Written instruction. Copy the lines starting with the line that contains "Can you see the white truck" and going on through the line that contains "column 265, row 184", changing "metal crash barrier rail" to "steel guardrail" and leaving everything else as it is.

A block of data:
**********
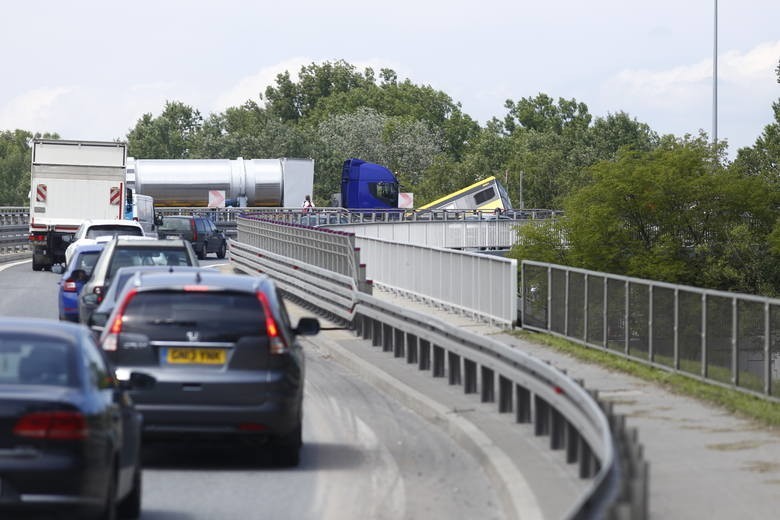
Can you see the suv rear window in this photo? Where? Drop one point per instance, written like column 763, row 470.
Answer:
column 113, row 229
column 179, row 224
column 130, row 256
column 28, row 359
column 214, row 316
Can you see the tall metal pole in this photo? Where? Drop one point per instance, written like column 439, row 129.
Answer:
column 715, row 80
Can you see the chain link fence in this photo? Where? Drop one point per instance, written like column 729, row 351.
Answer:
column 725, row 338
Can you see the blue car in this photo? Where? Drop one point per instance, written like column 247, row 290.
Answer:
column 77, row 273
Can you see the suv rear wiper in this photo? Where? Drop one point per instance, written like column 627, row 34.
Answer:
column 171, row 321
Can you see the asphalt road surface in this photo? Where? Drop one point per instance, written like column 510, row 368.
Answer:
column 365, row 455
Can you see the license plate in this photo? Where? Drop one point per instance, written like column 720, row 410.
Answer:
column 195, row 356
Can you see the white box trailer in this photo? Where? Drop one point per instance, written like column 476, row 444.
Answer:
column 72, row 181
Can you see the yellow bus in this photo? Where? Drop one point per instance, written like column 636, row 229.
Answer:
column 485, row 195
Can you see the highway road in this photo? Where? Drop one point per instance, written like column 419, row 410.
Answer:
column 366, row 456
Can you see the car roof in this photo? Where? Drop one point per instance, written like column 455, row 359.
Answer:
column 203, row 278
column 88, row 247
column 109, row 221
column 150, row 242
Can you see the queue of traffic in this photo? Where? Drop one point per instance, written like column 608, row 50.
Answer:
column 162, row 348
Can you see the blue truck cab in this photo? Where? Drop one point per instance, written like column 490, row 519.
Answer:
column 366, row 185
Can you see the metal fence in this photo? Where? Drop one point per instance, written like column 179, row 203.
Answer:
column 595, row 440
column 728, row 339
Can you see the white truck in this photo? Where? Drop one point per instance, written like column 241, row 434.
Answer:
column 72, row 181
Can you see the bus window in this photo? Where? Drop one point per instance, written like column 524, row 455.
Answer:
column 484, row 196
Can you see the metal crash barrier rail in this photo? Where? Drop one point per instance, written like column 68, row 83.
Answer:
column 604, row 450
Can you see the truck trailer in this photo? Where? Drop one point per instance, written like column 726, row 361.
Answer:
column 241, row 182
column 72, row 181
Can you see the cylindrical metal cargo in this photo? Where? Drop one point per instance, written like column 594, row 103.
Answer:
column 187, row 182
column 265, row 184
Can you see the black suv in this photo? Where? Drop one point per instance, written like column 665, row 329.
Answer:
column 201, row 232
column 129, row 252
column 223, row 352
**********
Reply.
Can you see the white truck in this photo? Where? Drop one point per instance, written like column 241, row 434.
Answer:
column 72, row 181
Can you see the bus window in this photo? Where? Drop one point per instance, written like column 524, row 455.
Answer:
column 484, row 196
Can you see the steel guardrail in this photo? Where? Drop one point per instance, written like column 68, row 83.
Answer:
column 604, row 450
Can you see the truck trailer in this photo? Where? Drop one point per instance, written like column 726, row 361.
Answer:
column 241, row 182
column 72, row 181
Can you see the cylindrical metal cargo in this photo? Where? Drop one point per instance, written like column 594, row 103.
Answer:
column 187, row 182
column 265, row 184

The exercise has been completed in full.